LISTE:
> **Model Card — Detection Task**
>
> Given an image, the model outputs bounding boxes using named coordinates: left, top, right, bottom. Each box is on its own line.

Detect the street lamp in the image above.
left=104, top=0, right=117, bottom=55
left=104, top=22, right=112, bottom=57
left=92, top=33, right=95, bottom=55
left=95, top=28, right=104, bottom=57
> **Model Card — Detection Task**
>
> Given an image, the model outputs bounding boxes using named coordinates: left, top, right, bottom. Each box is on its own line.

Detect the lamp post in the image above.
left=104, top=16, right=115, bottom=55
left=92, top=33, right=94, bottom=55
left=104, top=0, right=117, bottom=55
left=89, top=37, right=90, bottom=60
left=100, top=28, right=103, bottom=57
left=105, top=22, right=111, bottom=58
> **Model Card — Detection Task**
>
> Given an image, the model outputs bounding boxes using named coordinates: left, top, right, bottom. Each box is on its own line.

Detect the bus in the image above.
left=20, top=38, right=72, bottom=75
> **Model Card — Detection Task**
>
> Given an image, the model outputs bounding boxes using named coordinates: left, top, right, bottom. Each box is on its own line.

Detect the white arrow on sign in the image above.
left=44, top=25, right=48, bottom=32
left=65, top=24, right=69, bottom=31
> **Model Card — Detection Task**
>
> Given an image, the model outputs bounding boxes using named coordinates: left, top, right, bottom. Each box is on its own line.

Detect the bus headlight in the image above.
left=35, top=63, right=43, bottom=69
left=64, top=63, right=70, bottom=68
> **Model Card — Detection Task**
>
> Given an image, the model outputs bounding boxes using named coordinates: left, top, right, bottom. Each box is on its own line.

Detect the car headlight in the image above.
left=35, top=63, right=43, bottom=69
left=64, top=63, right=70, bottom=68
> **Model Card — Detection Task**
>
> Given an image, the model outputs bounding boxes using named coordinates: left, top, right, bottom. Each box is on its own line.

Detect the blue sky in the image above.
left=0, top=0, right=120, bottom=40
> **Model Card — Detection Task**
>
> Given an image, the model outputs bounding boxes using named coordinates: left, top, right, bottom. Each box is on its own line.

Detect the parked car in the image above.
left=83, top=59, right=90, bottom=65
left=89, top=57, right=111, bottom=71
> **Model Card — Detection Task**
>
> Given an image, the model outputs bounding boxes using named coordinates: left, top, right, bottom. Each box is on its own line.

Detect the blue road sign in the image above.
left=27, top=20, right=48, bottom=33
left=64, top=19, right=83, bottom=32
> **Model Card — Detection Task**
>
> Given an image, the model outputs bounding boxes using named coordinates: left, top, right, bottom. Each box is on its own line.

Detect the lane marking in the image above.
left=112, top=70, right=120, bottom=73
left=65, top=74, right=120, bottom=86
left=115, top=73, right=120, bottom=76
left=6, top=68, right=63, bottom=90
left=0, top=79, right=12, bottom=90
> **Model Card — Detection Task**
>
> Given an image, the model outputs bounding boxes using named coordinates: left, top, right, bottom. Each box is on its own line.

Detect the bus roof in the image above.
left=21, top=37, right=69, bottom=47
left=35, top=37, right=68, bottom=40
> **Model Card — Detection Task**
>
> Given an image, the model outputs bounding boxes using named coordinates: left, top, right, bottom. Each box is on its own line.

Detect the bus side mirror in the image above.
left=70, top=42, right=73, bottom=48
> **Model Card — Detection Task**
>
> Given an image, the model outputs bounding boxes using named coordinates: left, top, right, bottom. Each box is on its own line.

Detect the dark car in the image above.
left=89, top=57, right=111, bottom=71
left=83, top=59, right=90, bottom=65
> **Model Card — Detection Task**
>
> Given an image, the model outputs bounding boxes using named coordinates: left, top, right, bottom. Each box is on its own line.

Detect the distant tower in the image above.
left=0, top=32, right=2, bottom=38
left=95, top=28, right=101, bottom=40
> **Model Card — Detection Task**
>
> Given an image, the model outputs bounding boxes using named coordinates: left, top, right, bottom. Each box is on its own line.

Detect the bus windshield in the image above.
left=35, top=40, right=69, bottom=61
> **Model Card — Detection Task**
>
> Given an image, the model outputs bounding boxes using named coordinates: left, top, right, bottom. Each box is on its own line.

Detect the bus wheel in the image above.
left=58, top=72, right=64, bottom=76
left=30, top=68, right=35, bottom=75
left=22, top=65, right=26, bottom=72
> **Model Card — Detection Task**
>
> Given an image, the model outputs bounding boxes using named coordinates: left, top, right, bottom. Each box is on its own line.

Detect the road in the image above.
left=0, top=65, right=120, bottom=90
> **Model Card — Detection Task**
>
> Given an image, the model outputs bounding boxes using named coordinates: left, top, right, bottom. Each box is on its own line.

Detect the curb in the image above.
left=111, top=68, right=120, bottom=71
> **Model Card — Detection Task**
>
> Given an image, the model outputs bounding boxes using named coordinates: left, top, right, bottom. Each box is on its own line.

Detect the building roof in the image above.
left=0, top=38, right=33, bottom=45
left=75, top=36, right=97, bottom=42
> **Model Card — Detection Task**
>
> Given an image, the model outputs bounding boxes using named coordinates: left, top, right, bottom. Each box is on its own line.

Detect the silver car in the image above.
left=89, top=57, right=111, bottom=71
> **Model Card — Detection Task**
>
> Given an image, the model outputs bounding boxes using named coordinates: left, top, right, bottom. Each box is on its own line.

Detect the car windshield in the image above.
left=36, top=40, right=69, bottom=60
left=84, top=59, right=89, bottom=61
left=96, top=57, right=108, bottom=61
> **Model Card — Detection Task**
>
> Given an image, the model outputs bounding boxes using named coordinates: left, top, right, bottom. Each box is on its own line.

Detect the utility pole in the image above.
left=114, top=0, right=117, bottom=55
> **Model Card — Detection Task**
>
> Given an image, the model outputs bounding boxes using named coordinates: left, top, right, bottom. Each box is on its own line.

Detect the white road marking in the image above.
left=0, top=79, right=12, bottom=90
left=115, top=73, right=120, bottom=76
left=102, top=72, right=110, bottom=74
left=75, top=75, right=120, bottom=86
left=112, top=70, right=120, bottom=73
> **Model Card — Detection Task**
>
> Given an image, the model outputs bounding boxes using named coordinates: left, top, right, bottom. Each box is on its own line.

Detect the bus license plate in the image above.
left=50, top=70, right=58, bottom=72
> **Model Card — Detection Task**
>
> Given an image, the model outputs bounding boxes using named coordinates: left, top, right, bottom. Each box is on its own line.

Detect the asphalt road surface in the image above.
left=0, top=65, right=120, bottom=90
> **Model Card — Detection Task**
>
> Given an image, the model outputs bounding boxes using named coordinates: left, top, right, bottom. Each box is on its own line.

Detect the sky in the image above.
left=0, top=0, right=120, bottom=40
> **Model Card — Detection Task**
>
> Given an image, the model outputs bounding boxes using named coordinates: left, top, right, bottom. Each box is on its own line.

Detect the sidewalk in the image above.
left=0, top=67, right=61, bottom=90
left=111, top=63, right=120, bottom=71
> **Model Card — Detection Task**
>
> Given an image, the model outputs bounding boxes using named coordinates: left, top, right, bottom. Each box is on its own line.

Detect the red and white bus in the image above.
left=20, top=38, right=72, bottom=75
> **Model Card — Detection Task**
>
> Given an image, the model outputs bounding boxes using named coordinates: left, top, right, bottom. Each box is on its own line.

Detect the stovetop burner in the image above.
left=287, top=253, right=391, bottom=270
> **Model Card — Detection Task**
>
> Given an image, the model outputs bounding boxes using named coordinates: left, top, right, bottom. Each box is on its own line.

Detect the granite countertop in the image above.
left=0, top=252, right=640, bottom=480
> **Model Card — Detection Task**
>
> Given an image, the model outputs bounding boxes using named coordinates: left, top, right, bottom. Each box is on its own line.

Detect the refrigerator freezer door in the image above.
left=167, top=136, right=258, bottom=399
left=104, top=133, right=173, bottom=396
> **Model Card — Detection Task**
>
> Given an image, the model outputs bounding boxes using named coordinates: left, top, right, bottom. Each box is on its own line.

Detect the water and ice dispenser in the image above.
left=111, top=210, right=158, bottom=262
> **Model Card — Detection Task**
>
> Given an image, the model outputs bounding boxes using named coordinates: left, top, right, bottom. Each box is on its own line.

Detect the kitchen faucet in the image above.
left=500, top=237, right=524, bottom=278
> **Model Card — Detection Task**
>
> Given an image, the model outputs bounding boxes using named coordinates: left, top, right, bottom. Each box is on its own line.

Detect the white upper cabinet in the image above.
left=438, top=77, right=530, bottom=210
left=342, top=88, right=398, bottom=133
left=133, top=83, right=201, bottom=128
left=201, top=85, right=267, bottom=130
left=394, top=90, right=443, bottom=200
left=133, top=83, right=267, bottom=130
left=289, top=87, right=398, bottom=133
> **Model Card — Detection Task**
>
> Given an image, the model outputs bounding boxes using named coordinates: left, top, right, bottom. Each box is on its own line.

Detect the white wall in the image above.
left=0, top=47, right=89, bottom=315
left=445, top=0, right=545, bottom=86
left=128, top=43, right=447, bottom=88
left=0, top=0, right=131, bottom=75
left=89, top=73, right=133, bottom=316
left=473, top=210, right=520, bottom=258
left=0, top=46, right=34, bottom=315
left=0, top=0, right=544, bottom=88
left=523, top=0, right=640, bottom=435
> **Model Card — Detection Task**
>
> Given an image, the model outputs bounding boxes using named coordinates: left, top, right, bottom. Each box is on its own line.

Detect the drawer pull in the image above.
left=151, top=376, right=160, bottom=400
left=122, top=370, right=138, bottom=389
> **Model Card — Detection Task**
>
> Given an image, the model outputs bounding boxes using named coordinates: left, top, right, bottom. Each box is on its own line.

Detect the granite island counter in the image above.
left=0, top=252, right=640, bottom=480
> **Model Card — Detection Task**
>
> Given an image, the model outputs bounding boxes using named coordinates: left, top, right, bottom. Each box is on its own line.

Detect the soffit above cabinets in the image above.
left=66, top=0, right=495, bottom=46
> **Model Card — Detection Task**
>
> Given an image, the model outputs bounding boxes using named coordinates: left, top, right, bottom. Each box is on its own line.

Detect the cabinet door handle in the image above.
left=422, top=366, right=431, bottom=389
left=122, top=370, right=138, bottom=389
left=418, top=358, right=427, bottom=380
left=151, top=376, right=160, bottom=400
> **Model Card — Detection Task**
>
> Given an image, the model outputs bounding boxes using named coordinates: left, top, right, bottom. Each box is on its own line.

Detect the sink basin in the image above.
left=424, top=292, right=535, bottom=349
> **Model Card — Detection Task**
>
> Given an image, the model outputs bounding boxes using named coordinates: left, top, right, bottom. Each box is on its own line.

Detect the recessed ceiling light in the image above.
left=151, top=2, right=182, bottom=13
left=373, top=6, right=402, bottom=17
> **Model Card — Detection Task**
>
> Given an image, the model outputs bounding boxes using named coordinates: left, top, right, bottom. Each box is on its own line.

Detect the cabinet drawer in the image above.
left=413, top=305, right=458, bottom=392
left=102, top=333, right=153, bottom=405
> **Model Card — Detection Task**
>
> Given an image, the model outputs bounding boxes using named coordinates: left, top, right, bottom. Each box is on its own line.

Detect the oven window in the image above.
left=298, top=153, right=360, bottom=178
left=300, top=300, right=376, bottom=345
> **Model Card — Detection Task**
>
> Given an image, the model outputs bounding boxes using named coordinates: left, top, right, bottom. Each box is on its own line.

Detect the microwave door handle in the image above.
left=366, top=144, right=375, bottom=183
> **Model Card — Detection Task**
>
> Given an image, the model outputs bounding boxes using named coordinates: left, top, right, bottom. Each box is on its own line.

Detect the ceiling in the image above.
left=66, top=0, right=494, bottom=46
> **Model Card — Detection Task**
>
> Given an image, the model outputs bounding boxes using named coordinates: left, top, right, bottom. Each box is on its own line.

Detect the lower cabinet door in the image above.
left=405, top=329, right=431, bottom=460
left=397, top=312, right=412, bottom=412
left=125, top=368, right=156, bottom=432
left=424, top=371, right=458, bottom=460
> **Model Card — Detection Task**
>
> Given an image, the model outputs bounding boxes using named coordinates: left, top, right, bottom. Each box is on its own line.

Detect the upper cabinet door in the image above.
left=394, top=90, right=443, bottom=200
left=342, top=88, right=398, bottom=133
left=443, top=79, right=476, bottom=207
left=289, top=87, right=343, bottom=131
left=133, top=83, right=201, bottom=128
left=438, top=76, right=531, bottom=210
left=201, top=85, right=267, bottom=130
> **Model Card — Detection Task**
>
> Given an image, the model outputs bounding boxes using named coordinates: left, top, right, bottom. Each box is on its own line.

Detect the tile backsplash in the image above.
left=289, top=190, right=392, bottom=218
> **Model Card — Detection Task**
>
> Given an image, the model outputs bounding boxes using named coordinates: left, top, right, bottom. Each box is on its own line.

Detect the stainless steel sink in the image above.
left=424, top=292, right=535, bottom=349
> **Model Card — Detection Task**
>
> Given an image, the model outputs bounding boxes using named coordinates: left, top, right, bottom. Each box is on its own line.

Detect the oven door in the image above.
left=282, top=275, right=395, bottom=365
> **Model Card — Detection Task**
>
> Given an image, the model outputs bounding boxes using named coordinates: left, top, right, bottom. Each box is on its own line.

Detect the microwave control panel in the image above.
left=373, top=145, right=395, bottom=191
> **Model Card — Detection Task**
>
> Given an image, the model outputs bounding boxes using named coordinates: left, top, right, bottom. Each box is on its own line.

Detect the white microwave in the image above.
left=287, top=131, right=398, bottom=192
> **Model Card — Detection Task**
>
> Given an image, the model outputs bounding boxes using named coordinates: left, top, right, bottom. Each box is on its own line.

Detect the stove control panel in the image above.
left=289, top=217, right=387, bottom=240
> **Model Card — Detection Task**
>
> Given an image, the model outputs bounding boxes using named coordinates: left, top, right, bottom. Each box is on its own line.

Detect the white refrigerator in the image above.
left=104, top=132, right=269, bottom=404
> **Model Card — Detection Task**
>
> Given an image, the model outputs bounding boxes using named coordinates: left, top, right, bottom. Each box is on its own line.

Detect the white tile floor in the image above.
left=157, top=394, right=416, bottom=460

TÂCHE DEMANDÉE:
Relevez toutes les lignes des items ci-dessus où figure le mot « panel ».

RÉSULTAT OBTENU:
Detect the microwave control panel in the image above.
Detect the stove control panel in the image above.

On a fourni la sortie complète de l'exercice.